RECORDS PROVIDED:
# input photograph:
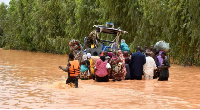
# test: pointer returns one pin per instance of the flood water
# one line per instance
(31, 80)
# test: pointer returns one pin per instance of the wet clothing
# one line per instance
(149, 67)
(74, 69)
(124, 47)
(91, 66)
(127, 57)
(102, 79)
(94, 58)
(116, 70)
(164, 72)
(101, 69)
(122, 60)
(78, 55)
(72, 80)
(136, 65)
(128, 76)
(160, 58)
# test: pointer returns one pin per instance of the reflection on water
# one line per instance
(33, 80)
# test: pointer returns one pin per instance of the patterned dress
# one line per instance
(116, 70)
(122, 60)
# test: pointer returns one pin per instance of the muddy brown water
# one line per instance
(31, 80)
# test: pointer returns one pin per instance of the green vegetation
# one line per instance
(48, 25)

ACTION ITEM: What you return should be only the lines from the line containing "# test: pointer returns one pin per instance of the patterned" through the end of the material above, reproduced exactly, first and last included.

TASK SOLUTION:
# test: pointer returns one pin per instance of the patterned dress
# one line per instance
(116, 70)
(122, 60)
# test: pointer returns one pin per instance of the muddy brown water
# one line per instance
(31, 80)
# test: pointer returns one pin per instance of the green vegetation
# one line per instance
(48, 25)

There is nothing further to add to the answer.